Supplied data:
----------------------------------------

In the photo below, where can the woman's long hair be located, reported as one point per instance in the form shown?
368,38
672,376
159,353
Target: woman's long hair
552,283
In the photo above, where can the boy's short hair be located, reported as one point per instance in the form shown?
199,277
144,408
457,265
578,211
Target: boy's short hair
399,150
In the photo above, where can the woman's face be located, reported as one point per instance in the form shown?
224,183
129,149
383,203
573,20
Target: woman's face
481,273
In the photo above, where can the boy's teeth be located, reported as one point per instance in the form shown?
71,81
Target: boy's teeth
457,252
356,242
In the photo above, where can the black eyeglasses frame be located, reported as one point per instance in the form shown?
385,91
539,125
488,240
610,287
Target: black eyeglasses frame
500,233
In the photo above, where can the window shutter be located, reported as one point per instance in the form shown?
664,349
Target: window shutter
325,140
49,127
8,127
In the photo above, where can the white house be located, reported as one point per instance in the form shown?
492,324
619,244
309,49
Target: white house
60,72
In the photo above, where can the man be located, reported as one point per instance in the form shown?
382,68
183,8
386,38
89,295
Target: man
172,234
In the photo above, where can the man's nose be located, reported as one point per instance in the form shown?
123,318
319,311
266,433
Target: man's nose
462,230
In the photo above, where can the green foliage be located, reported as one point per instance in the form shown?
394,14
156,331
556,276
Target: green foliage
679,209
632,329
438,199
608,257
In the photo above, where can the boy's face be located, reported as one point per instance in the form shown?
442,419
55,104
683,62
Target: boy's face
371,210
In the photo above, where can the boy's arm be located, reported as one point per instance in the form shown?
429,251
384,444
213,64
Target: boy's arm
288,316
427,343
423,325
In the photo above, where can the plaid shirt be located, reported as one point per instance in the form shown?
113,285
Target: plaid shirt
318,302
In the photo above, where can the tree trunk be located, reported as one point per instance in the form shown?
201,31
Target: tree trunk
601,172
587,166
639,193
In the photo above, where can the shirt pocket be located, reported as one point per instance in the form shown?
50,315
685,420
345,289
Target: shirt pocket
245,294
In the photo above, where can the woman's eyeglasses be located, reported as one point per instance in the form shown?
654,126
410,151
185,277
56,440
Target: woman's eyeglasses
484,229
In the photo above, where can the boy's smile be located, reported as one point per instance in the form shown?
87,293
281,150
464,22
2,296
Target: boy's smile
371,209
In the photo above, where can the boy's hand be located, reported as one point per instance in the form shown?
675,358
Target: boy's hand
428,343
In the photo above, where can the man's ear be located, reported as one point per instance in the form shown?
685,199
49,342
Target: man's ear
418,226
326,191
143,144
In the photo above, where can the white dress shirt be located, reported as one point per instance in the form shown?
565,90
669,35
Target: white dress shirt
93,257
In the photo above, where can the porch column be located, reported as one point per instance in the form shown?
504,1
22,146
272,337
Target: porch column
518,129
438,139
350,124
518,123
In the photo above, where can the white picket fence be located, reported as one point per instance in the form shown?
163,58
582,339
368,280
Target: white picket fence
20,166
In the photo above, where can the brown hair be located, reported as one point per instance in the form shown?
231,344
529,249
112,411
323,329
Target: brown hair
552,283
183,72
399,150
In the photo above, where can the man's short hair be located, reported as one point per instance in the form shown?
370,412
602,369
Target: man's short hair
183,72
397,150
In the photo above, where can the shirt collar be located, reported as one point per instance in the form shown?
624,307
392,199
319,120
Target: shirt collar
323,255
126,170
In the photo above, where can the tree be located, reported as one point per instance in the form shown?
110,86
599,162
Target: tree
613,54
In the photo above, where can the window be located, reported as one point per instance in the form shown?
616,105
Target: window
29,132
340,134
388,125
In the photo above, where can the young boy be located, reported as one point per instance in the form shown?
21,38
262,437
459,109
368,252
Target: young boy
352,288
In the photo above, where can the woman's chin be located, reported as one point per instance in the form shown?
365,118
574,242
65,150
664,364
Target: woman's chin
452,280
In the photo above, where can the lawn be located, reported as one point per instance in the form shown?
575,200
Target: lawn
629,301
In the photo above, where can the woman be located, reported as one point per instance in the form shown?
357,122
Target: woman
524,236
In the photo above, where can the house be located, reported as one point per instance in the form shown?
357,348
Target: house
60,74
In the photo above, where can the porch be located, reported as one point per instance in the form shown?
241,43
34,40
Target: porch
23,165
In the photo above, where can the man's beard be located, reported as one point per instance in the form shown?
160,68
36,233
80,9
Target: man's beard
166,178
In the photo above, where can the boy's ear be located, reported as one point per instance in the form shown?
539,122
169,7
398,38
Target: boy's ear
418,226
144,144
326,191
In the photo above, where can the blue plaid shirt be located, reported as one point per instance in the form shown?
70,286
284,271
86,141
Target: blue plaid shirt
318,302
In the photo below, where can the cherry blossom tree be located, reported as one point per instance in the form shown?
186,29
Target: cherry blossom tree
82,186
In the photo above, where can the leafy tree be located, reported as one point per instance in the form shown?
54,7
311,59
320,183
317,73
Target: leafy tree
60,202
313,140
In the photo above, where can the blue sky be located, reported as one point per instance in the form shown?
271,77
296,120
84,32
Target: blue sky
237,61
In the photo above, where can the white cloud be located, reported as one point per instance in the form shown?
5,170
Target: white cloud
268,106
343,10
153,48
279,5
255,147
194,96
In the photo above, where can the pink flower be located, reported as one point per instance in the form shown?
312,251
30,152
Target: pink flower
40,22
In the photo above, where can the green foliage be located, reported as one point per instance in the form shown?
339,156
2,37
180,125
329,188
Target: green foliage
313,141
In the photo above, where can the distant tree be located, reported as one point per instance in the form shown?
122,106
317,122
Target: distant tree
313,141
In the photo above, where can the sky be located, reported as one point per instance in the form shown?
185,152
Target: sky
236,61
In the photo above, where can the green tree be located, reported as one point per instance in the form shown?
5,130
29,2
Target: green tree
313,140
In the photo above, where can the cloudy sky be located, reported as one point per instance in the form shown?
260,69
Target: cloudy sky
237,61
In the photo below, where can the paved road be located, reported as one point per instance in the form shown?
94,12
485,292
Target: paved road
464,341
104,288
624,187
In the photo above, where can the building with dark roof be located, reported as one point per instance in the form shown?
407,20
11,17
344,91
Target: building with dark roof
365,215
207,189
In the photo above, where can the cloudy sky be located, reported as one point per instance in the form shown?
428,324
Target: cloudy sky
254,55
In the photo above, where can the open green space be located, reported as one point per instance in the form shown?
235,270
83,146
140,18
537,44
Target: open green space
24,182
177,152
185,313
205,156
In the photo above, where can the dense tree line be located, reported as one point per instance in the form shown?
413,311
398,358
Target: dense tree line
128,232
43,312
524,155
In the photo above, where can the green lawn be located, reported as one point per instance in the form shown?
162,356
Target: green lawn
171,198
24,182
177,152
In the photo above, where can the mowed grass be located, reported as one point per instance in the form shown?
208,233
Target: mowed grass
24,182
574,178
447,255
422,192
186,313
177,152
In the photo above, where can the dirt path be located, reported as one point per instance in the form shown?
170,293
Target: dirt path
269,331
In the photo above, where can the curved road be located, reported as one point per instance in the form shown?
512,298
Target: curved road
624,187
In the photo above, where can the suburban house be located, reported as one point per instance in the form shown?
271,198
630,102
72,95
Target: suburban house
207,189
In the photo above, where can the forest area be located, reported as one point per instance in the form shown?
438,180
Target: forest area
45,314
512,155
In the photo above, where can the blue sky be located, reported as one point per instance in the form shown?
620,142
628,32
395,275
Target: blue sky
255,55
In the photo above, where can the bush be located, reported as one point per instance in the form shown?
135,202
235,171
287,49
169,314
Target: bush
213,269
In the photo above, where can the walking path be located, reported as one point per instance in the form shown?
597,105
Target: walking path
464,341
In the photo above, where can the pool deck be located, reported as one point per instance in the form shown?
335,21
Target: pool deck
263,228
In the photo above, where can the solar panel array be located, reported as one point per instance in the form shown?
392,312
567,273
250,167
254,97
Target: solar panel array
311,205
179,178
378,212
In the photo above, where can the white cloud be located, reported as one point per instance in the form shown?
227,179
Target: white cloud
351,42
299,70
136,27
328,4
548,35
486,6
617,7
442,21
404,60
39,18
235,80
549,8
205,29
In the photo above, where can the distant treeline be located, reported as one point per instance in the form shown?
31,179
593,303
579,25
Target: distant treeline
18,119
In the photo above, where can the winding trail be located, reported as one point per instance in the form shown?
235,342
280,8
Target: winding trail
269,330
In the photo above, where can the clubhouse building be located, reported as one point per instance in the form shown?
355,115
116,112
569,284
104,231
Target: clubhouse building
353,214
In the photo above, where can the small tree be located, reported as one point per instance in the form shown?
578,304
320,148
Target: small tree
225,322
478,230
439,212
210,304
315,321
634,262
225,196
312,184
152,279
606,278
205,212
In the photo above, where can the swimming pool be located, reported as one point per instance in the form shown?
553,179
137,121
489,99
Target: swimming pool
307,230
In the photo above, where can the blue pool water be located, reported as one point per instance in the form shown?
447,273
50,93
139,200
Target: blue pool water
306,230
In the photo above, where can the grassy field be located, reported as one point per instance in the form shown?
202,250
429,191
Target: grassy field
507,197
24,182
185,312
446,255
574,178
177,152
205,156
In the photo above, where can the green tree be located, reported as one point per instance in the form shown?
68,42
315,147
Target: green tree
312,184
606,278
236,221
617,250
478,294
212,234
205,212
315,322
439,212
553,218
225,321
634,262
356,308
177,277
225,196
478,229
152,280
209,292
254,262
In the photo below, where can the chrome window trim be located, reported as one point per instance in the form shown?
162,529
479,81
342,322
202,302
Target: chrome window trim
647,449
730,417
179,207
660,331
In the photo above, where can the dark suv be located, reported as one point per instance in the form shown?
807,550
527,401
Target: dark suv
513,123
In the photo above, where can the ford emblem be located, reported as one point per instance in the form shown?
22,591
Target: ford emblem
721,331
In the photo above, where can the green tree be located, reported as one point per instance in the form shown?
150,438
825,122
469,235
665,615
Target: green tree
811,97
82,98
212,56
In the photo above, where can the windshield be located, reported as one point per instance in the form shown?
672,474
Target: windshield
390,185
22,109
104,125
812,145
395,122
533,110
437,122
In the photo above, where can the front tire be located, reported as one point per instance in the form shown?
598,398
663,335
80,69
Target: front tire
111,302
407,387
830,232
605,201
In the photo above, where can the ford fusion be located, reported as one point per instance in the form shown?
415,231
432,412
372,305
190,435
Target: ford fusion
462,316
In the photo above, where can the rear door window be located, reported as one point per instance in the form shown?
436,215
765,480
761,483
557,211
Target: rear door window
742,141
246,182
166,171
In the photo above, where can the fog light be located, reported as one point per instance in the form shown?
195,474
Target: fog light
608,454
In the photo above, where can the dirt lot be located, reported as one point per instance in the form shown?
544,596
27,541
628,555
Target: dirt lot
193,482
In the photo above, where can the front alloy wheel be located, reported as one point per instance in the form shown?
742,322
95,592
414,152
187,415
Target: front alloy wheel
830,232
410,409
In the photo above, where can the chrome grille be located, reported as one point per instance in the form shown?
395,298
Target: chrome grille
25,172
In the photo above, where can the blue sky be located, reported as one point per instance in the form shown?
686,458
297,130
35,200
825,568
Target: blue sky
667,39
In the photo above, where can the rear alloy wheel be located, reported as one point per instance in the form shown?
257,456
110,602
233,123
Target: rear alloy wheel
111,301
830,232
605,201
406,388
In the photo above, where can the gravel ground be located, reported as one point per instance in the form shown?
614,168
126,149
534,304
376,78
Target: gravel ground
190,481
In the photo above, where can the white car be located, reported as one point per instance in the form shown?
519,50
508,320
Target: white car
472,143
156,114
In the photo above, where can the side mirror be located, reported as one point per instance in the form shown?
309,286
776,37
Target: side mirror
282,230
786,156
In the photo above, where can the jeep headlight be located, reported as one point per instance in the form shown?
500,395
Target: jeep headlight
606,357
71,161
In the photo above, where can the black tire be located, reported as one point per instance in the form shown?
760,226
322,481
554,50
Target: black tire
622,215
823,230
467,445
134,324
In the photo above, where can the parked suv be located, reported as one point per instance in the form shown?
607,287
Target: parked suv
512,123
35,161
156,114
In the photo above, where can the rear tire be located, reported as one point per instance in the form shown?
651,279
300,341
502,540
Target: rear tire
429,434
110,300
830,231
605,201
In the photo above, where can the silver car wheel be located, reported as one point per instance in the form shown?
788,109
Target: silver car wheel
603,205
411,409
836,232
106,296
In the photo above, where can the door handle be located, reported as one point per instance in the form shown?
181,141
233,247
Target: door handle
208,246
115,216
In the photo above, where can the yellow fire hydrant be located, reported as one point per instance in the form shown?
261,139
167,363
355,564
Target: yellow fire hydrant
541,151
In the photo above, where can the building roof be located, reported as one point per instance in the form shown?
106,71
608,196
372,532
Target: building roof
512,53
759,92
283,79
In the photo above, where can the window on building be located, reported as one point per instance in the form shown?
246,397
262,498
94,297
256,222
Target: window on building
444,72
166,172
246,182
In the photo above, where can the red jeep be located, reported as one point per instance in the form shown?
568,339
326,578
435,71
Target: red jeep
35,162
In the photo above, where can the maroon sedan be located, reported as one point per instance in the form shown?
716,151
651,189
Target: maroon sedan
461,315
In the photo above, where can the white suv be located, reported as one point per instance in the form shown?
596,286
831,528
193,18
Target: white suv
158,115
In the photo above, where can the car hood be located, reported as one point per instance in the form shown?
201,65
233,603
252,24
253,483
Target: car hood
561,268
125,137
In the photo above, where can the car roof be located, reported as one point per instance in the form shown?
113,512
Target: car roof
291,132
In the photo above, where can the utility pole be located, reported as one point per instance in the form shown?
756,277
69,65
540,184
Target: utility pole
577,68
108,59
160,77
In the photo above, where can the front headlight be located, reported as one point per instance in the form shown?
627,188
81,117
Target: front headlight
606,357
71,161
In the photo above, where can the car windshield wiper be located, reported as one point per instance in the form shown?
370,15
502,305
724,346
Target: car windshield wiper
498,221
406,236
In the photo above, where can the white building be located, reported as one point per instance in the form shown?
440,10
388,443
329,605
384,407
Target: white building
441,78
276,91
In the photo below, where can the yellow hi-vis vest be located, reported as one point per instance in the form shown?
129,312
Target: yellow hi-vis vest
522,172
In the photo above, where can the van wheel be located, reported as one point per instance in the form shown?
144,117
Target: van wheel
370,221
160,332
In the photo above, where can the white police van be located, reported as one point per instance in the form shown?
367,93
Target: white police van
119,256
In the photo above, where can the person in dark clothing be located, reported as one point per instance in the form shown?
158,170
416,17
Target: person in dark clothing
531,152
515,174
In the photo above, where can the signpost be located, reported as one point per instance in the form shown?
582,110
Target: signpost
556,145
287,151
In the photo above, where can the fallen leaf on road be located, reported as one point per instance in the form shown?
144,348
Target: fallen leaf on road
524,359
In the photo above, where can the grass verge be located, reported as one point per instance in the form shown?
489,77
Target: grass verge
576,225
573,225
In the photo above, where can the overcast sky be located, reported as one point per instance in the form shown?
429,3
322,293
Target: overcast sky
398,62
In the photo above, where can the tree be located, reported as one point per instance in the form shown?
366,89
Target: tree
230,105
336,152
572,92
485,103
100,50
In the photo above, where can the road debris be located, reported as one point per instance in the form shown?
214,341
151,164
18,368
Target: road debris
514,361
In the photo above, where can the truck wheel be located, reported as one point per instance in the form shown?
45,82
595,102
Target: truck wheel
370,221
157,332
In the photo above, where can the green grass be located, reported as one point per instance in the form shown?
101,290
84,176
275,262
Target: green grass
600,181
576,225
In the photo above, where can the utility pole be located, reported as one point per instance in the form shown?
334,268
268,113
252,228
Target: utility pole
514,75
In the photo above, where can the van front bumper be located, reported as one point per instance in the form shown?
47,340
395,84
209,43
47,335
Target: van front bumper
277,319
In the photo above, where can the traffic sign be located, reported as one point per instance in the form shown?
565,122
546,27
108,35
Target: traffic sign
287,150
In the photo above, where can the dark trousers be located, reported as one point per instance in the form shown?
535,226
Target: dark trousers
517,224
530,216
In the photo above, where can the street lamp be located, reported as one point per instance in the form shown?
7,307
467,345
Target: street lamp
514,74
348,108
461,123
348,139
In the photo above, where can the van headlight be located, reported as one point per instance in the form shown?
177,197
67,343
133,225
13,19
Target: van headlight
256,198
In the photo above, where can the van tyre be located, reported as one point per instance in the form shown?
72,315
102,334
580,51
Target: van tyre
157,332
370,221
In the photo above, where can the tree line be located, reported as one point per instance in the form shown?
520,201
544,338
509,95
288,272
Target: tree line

----------------------------------------

Try it: Which of the lines above mention the word "below"? Pull those lines out.

Result:
In the photo below, where can the woman's long hair be located, reported as one point per instance in the form shown?
In the photo below, where can the cherry blossom tree be located, reported as one point per instance in the form shown?
In the photo below, where can the paved road be located, reported as one point per instance in the form shown?
In the photo below, where can the chrome window trim be located, reported as one point per instance in the form shown?
In the photo below, where can the yellow hi-vis vest be located, reported as one point per instance in the form shown?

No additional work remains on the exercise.